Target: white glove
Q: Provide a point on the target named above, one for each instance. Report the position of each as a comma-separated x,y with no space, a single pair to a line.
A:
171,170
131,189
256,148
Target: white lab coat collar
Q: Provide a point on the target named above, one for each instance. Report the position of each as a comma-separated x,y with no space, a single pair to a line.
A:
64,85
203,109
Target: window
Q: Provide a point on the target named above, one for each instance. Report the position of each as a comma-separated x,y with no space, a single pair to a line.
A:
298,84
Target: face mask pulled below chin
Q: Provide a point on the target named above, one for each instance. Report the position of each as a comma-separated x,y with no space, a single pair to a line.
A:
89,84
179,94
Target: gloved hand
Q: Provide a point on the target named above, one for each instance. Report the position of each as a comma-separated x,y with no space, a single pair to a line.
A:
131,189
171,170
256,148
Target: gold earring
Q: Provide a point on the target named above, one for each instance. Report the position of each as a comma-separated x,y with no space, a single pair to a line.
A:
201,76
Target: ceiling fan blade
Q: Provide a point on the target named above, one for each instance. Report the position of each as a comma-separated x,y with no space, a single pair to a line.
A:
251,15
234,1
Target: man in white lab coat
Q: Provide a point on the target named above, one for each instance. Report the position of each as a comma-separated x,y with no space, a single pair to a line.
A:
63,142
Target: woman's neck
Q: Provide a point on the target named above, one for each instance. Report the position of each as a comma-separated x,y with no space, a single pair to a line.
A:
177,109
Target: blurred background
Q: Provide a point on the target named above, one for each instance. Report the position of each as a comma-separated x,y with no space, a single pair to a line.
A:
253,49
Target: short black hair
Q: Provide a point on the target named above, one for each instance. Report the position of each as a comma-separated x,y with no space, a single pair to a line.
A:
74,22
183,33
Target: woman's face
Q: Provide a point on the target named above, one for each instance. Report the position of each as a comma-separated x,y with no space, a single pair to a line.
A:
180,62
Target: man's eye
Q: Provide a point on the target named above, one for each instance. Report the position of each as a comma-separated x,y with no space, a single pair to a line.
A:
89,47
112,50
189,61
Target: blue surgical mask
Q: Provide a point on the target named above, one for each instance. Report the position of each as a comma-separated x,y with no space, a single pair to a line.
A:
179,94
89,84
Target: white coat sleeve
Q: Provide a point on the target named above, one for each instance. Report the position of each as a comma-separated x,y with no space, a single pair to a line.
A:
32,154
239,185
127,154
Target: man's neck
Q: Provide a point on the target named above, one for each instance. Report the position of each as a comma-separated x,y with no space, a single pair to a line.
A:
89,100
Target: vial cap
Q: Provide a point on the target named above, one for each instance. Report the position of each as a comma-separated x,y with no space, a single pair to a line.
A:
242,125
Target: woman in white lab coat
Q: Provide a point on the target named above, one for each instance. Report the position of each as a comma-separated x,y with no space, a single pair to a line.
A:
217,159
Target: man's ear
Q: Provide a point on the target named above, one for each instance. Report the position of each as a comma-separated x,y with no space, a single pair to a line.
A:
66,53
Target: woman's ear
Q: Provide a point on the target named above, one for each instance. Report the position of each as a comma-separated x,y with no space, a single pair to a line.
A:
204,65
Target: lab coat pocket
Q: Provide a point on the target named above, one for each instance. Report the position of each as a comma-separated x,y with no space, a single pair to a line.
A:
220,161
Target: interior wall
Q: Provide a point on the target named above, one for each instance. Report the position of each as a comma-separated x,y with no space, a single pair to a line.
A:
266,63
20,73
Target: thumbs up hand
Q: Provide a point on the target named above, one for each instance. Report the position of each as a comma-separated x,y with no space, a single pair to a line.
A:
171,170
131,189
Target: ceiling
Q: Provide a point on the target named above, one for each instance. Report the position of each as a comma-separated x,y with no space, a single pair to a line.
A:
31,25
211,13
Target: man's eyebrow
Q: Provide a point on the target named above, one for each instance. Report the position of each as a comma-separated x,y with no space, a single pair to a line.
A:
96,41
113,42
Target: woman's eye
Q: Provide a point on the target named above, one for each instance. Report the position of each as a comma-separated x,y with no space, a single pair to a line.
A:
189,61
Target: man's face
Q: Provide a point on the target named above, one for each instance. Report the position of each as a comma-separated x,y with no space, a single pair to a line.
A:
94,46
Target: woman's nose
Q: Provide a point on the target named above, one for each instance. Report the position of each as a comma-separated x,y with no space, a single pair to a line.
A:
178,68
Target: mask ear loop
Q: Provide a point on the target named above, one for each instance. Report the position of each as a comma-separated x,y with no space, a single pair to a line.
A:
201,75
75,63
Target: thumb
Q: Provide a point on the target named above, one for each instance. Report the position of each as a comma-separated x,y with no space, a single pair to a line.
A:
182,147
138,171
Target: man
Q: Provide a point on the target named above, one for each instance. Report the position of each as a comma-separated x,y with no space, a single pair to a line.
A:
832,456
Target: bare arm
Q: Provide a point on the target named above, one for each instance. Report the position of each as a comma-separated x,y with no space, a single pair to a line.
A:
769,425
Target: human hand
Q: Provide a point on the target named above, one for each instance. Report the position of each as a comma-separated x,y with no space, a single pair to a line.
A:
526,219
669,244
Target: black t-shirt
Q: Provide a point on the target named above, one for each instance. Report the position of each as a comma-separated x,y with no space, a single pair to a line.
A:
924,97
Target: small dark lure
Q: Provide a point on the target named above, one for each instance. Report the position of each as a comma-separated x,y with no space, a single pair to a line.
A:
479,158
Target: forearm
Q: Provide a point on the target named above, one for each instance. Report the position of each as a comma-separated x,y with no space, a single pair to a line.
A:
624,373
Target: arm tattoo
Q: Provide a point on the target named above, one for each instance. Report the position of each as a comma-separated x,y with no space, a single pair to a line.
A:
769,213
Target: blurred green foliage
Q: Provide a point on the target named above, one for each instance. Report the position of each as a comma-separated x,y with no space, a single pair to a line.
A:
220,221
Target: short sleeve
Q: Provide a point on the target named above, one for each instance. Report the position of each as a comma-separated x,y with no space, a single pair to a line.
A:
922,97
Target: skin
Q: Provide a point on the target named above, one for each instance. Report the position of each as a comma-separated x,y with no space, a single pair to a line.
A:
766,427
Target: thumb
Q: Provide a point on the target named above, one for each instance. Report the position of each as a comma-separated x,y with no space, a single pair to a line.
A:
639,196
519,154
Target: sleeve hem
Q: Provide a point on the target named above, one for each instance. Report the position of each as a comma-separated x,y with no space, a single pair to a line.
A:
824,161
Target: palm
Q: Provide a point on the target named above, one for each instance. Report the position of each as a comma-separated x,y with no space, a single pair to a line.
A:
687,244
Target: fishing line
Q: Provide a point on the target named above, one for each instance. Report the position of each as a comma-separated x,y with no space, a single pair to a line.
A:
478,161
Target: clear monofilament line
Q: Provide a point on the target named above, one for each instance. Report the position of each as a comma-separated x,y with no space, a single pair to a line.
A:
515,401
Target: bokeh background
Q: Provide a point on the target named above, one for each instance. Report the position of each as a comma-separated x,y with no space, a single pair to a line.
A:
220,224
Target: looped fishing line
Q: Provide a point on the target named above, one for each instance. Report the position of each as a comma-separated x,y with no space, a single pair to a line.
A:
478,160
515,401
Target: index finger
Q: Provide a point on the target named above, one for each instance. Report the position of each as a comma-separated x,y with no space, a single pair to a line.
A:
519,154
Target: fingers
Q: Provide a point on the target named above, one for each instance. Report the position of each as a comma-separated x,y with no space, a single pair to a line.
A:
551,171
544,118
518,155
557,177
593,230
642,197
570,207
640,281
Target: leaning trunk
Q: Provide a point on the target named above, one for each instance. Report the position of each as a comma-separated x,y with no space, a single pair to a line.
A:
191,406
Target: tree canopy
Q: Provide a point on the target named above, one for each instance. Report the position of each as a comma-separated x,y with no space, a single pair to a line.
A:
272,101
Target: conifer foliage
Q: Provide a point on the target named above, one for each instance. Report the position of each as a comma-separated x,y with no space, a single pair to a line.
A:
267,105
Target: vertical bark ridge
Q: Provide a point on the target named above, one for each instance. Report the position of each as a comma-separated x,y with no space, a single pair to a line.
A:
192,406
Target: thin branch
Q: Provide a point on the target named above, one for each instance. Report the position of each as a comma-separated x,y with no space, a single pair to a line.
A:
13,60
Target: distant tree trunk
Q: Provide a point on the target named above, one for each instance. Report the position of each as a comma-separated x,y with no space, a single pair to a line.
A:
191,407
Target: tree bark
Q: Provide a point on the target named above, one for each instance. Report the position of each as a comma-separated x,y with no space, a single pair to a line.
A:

※

### Goal
Copy out every line from the one containing "Target: index finger" to the end of the material, both ends included.

### The output
Target: index finger
Q: Provide a point on the target named above, one for each instance. Report the position of each as a comma-separated x,y with no space, a single pair to a line.
A:
519,154
Target: fingers
Q: Provide a point on the target named above, one for each instance. Report the position of each as a comma-separated x,y with no space, a single pair to a line.
A:
551,171
544,118
518,155
557,177
593,230
642,197
570,207
640,281
Target: leaning trunk
Q: Provide a point on the target named above, one for each instance. Report the position of each as a comma-separated x,y with no space, a single pair to a line.
A:
191,406
Target: tree canopy
Q: Provide a point on the target named above, one for each instance. Report the position of each as a comma-separated x,y with no space, a single pair to a line.
A:
272,101
Target: conifer foliage
Q: Provide a point on the target named above, one for each instance. Report the position of each as a comma-separated x,y with no space, a single pair to a line.
A:
267,105
Target: vertical bark ridge
Q: Provide a point on the target named above, one for each instance. Report the position of each as a comma-separated x,y with no space, a single pair to a line.
A:
192,406
Target: thin branch
Q: Provide a point on the target named above, one for each instance. Report the position of each as a comma-separated x,y with no space, a single pair to a line.
A:
13,60
Target: distant tree trunk
Q: Provide a point on the target named above, one for each instance. Report the position of each as a comma-separated x,y with no space, a single pair to a line.
A:
191,407
Target: tree bark
Q: Provide a point on the target named above, one for each instance. Report the position of each as a comma-separated x,y with no space, a single pair to a line.
A:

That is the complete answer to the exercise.